===== Information given

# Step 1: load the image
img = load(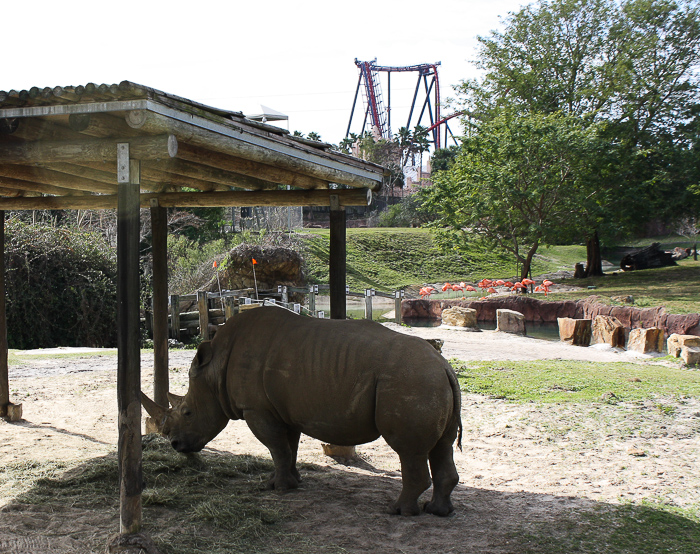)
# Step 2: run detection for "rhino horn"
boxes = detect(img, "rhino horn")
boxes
[168,392,185,408]
[141,392,170,423]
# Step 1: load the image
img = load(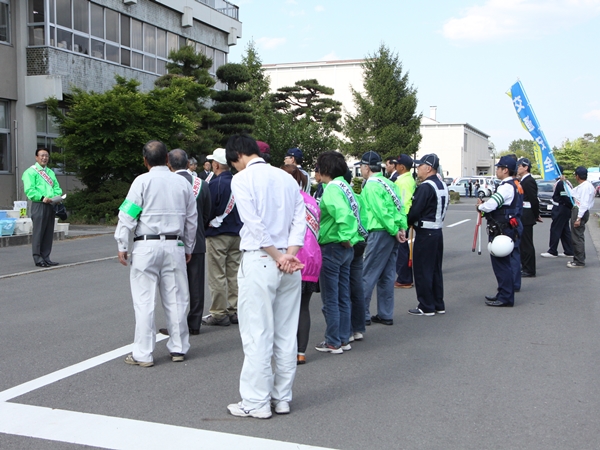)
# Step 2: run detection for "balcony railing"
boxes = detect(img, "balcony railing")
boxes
[196,0,240,20]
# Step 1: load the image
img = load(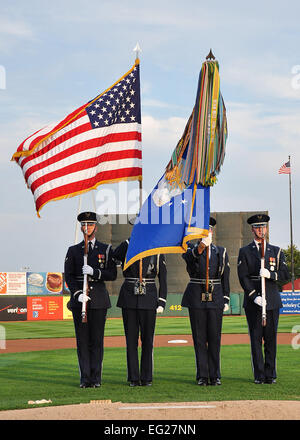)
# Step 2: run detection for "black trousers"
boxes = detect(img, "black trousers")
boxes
[189,308,223,380]
[245,304,279,380]
[72,309,107,384]
[122,308,156,382]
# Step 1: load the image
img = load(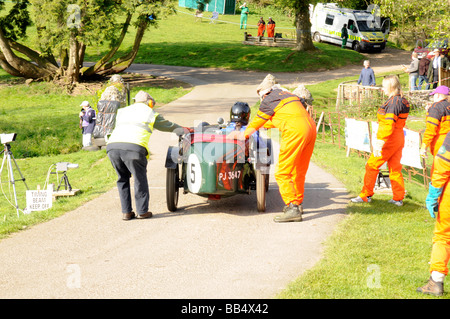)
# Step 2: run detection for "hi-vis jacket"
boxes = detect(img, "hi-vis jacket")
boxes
[422,100,450,155]
[244,89,316,205]
[377,95,409,142]
[108,103,182,157]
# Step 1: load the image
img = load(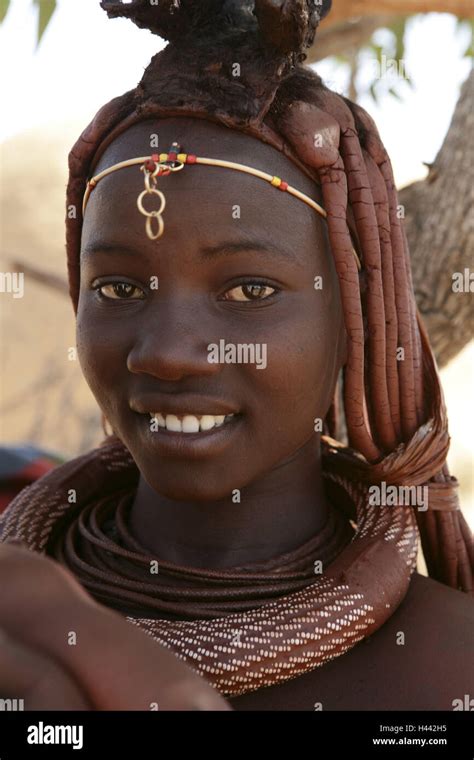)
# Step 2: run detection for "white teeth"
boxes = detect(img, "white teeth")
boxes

==========

- _Aim of the task_:
Gather every line of the records above that contains the word "balcony".

- _Response to this exercise_:
# Step 2: run detection for "balcony railing"
boxes = detect(img, "balcony railing")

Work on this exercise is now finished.